#### Request
Could you update the material from its first line up to and including the line with "(204, 31), (212, 42)" by replacing "stone railing" with "stone balustrade" and leaving everything else unchanged?

Excerpts of bounding box data:
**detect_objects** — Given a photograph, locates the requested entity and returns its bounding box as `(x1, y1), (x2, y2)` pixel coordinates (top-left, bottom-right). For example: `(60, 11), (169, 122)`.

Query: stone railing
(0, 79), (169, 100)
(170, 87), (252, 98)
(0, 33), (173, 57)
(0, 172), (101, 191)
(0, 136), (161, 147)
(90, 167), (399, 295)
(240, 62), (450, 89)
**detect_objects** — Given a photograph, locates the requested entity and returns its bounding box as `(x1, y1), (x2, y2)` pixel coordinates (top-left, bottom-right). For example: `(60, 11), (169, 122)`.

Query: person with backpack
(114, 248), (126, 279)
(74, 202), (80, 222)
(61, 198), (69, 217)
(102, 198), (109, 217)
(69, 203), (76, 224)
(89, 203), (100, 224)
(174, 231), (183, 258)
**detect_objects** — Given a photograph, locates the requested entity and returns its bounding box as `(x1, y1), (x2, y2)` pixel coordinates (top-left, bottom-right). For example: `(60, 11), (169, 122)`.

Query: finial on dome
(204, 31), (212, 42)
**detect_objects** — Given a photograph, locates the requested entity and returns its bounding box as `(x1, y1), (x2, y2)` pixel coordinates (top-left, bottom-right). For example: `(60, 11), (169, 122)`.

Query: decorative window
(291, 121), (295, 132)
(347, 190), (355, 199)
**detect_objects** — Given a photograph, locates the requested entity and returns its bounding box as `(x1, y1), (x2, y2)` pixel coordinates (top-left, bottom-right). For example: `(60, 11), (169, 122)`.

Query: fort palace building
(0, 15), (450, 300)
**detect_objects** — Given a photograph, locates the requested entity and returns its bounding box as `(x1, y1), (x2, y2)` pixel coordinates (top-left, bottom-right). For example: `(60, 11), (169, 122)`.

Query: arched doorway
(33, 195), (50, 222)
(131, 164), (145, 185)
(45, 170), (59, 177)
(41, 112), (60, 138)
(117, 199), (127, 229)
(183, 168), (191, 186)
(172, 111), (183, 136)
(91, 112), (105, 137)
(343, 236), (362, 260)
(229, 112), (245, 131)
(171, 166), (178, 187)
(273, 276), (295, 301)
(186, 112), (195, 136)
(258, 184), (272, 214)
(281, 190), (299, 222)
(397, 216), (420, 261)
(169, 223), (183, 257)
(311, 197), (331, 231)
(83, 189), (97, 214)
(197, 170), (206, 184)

#### Problem solution
**detect_objects** — Given a photograph, locates the requested entity and returns its bounding box as `(x1, y1), (x2, y2)` pixel coordinates (top-left, bottom-right). For example: `(60, 11), (169, 122)`.

Query: stone balustrade
(0, 79), (169, 100)
(170, 87), (252, 98)
(0, 33), (173, 57)
(0, 172), (101, 191)
(0, 136), (161, 147)
(90, 167), (399, 295)
(240, 62), (450, 89)
**detect_objects** — Given a photograph, locates the requested entity and returns its bounding box as `(x1, y1), (x2, y2)` pixel coordinates (top-left, bottom-right). For example: `(60, 11), (169, 122)`.

Query: person with backpack
(114, 248), (126, 279)
(74, 202), (80, 222)
(61, 198), (69, 217)
(102, 198), (109, 217)
(69, 203), (76, 224)
(89, 203), (100, 224)
(174, 231), (183, 258)
**detect_objects** — Given a photograph, locates the requested entity and returns its bounding box as `(x1, y1), (x2, y2)` pixel coordinates (top-left, bottom-right). For example: `(60, 11), (169, 122)`.

Query: finial on dome
(204, 31), (212, 42)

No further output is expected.